START Entries shown
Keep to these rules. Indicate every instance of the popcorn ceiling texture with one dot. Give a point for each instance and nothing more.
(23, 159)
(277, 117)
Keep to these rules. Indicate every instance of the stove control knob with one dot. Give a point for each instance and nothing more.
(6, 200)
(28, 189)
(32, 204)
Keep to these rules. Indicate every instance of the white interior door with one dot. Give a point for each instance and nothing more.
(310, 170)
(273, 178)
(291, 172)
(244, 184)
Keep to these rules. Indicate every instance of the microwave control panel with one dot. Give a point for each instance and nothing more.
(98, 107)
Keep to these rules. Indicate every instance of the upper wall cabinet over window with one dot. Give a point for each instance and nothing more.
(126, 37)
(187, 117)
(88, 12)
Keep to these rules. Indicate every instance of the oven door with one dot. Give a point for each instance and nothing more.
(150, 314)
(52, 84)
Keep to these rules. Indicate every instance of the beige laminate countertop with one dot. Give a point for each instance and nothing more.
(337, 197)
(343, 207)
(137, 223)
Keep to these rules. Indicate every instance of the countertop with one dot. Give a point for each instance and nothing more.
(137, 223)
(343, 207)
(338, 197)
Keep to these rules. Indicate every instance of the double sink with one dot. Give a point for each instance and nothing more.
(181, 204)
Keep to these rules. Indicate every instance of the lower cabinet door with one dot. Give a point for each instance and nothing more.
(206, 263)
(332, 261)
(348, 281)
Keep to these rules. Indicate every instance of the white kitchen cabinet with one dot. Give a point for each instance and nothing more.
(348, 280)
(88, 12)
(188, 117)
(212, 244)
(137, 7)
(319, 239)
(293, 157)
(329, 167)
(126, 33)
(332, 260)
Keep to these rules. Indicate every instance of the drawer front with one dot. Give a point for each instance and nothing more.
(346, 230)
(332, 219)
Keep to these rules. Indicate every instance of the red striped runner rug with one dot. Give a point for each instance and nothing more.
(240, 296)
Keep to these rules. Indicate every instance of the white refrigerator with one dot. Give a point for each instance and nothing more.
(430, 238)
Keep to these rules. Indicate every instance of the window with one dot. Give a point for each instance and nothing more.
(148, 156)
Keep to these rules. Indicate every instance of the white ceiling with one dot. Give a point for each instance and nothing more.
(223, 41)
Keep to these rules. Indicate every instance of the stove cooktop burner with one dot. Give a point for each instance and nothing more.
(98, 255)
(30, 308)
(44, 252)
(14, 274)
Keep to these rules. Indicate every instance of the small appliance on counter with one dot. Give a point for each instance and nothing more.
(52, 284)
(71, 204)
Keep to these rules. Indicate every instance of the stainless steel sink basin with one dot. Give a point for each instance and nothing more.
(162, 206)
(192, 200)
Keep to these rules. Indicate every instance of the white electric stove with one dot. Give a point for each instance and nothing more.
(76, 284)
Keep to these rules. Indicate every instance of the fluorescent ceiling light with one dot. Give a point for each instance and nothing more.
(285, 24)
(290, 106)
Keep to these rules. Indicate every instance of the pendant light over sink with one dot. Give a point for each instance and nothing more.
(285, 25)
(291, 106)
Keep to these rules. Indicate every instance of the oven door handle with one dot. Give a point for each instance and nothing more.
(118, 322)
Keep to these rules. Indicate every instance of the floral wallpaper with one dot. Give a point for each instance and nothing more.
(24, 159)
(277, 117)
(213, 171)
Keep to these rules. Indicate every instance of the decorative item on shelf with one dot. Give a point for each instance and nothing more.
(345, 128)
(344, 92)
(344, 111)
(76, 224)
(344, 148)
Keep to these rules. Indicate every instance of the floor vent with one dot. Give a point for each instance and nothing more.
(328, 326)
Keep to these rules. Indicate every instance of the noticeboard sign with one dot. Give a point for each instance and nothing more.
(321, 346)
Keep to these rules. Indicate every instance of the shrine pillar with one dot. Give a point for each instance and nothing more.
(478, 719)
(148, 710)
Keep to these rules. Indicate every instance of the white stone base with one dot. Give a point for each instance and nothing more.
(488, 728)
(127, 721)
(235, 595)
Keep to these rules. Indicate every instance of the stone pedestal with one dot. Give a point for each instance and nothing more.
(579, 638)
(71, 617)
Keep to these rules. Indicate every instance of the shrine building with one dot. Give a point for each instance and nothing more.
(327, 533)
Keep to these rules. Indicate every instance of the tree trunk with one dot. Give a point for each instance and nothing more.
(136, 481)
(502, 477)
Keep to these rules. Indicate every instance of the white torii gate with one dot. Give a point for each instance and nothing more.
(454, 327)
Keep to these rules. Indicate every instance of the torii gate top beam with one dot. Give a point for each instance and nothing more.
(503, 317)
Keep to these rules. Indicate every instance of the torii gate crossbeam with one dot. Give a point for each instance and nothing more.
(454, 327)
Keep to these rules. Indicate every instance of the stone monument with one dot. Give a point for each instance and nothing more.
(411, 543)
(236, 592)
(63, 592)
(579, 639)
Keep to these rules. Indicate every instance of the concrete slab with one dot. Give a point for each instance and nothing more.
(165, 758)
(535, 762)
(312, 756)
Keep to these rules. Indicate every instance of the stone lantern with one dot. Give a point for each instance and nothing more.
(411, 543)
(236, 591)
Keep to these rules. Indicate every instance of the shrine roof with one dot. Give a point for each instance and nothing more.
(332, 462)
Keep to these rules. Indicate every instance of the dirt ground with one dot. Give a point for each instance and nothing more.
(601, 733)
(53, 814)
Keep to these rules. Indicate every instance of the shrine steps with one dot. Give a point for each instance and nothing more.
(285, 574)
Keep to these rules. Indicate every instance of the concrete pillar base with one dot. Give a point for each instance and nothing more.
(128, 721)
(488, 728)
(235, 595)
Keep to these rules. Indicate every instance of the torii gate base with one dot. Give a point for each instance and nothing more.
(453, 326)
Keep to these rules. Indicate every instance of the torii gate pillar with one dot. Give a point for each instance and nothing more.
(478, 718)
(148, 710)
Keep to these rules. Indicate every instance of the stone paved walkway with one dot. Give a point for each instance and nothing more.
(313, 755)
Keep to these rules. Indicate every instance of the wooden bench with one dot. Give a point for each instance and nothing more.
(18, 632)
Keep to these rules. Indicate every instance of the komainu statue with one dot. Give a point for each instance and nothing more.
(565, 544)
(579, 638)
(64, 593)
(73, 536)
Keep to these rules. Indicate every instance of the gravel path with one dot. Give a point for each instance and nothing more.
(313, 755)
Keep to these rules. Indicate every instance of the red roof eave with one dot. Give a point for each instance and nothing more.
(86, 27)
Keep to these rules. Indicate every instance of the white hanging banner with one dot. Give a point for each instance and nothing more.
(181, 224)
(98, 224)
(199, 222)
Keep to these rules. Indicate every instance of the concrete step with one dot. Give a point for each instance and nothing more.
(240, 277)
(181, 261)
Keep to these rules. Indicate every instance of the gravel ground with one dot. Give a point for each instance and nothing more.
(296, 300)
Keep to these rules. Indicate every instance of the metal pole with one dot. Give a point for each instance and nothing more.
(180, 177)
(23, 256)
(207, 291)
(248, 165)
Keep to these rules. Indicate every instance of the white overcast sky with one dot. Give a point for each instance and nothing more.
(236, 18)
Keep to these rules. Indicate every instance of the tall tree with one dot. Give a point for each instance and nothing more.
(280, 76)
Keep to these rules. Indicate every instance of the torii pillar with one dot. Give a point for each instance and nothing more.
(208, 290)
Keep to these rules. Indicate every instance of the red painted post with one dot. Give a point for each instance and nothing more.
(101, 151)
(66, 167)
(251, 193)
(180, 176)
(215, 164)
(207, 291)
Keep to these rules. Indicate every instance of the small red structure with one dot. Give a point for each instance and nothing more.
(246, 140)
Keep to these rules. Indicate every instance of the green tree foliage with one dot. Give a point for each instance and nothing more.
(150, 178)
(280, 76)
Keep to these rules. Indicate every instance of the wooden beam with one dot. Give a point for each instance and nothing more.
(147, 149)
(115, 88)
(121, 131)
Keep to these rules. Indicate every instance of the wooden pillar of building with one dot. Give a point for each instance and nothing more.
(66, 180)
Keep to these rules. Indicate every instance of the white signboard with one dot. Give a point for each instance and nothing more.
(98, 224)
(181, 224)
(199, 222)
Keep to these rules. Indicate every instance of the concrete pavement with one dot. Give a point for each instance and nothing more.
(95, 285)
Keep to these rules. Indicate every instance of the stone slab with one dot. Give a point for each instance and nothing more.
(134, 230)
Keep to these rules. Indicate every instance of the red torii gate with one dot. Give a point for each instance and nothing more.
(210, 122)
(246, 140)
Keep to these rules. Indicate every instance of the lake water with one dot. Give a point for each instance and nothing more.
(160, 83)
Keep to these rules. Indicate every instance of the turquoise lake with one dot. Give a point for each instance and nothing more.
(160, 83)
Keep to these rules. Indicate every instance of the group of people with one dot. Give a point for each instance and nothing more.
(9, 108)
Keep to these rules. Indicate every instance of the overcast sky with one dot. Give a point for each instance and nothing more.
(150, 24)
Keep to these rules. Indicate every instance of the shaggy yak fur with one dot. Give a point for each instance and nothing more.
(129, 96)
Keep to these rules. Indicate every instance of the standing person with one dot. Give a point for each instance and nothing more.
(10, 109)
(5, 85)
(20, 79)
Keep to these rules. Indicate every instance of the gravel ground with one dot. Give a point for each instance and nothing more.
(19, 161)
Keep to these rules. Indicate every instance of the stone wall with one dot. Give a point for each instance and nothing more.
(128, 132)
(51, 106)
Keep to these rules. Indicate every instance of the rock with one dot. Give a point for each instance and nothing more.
END Entries shown
* [Instructions for the task]: Starting at the line that contains "Keep to these rules. Indicate every instance of the overcast", retype each line through the end of the listing above and nothing else.

* [Task solution]:
Keep to these rules. Indicate every instance of the overcast sky with one dot. Give a point for each instance and nothing more.
(150, 24)
Keep to these rules. Indicate every instance of the shaggy yak fur with one dot. Give a point for each instance and nothing more.
(129, 96)
Keep to these rules. Indicate every instance of the standing person with one dot. Give a point for each instance and nothing more.
(10, 109)
(5, 85)
(20, 79)
Keep to these rules. Indicate every instance of the gravel ground with one dot. Give a point for each instance and nothing more.
(19, 161)
Keep to these rules. Indicate every instance of the stone wall with one dot. Give a point for each instance and nothing more.
(128, 132)
(51, 106)
Keep to these rules. Indicate every instance of the rock with one dot. Give a point for each instance and nothing more.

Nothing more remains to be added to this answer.